XXIV - Rhythm and Blues

Giant Shell in Bharati Park in Pondicherry. Locals seem to call it Pondi. It's definitely one of the most Western cities to visit with a very pleasant city centre.

Working out your rhythm travelling – how often you move, how long you stay in one place, is pretty crucial. Otherwise you end up with rhythm and blues. For about a decade I led expeditions with teenagers across Europe. Young people are malleable, easily led and, by and large, quite high-energy. So you could plan a trip with a four hour drive in the morning, throw up tents, grab a sandwich and go white-water rafting in the afternoon. Adventures would last up to 3 or 4 weeks but we’d mostly stay in one place only 2 or 3 days, with an activity most days. I had this in mind when I planned our honeymoon, for which Rhiannon has never forgiven me. Driving from South-West France to West Germany (where we lived), stopping at Narbonne, Lake Como, then driving through Switzerland to Heidelberg, was not the beginning to our marriage she had in mind.

:: DATASET CONTENT ::

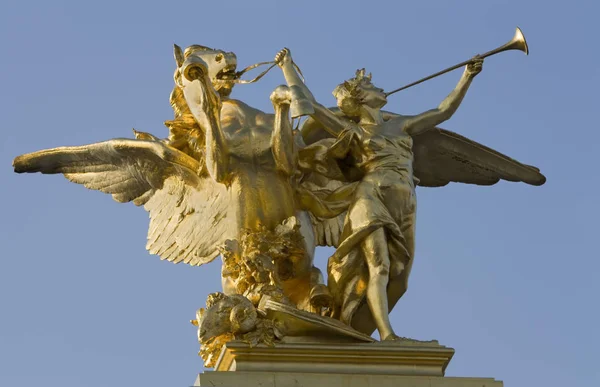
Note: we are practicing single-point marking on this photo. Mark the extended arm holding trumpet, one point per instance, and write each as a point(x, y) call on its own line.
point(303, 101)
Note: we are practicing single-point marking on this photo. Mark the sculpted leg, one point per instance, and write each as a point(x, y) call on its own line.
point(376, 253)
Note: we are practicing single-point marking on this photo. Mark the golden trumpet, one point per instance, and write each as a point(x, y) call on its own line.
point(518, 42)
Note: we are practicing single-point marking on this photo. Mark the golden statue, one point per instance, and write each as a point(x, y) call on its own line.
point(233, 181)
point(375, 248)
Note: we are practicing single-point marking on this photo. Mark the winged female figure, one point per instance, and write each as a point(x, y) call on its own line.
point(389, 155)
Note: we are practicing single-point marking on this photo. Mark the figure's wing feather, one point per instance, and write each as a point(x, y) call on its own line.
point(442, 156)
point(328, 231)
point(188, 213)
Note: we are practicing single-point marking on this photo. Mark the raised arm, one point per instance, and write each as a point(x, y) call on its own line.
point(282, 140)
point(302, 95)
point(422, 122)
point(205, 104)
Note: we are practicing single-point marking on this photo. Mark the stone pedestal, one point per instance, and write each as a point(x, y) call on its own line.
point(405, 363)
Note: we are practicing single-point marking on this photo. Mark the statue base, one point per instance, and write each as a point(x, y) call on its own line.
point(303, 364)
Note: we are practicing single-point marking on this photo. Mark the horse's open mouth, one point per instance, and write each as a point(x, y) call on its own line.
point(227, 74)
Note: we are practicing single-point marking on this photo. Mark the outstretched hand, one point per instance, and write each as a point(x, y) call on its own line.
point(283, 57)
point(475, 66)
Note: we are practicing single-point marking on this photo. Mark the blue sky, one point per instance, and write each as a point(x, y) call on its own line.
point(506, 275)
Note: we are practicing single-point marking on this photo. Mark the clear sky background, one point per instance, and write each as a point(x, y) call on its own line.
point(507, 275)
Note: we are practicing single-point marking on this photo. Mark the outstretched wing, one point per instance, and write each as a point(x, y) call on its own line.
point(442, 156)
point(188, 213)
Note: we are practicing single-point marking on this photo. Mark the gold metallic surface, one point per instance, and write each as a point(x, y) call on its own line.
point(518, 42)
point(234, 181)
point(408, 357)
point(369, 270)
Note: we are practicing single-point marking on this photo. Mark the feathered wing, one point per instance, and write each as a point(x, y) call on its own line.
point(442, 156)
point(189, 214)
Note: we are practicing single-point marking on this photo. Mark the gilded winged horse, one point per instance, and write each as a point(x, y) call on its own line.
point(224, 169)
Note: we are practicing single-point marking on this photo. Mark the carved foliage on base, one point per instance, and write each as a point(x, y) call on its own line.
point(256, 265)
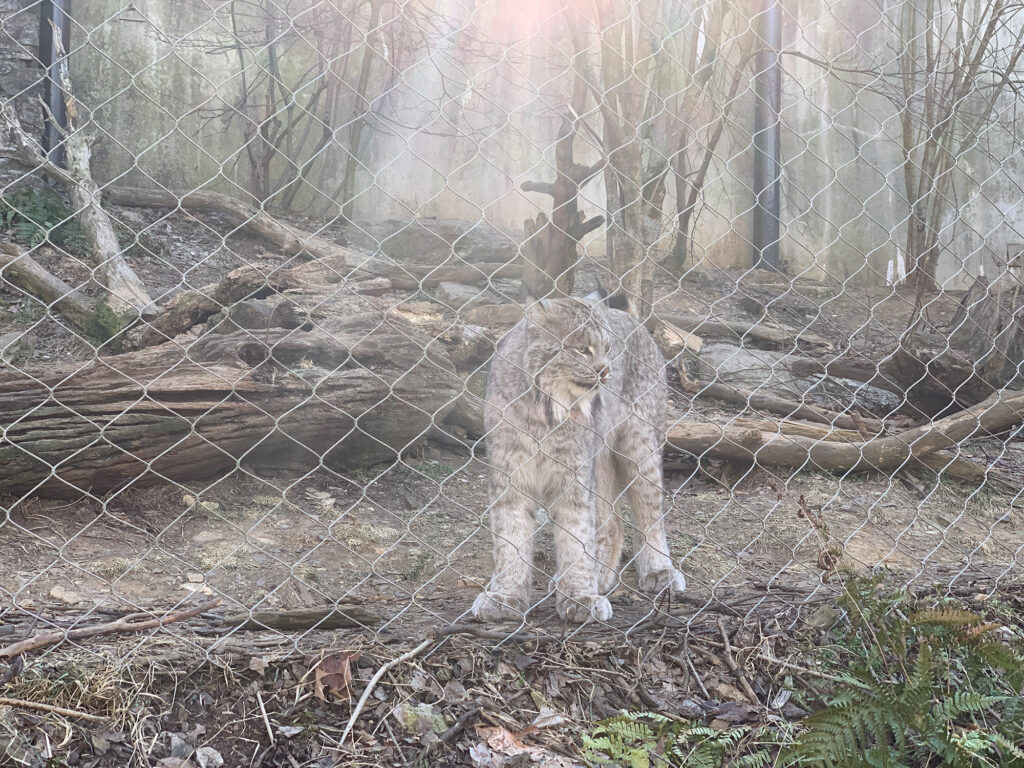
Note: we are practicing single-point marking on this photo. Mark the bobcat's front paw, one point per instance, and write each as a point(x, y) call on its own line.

:: PROBLEM REQUIREMENTS ::
According to the travel piece on rhythm, how long would the expeditions with teenagers last?

:: RESULT OF THE EXERCISE ::
Up to 3 or 4 weeks.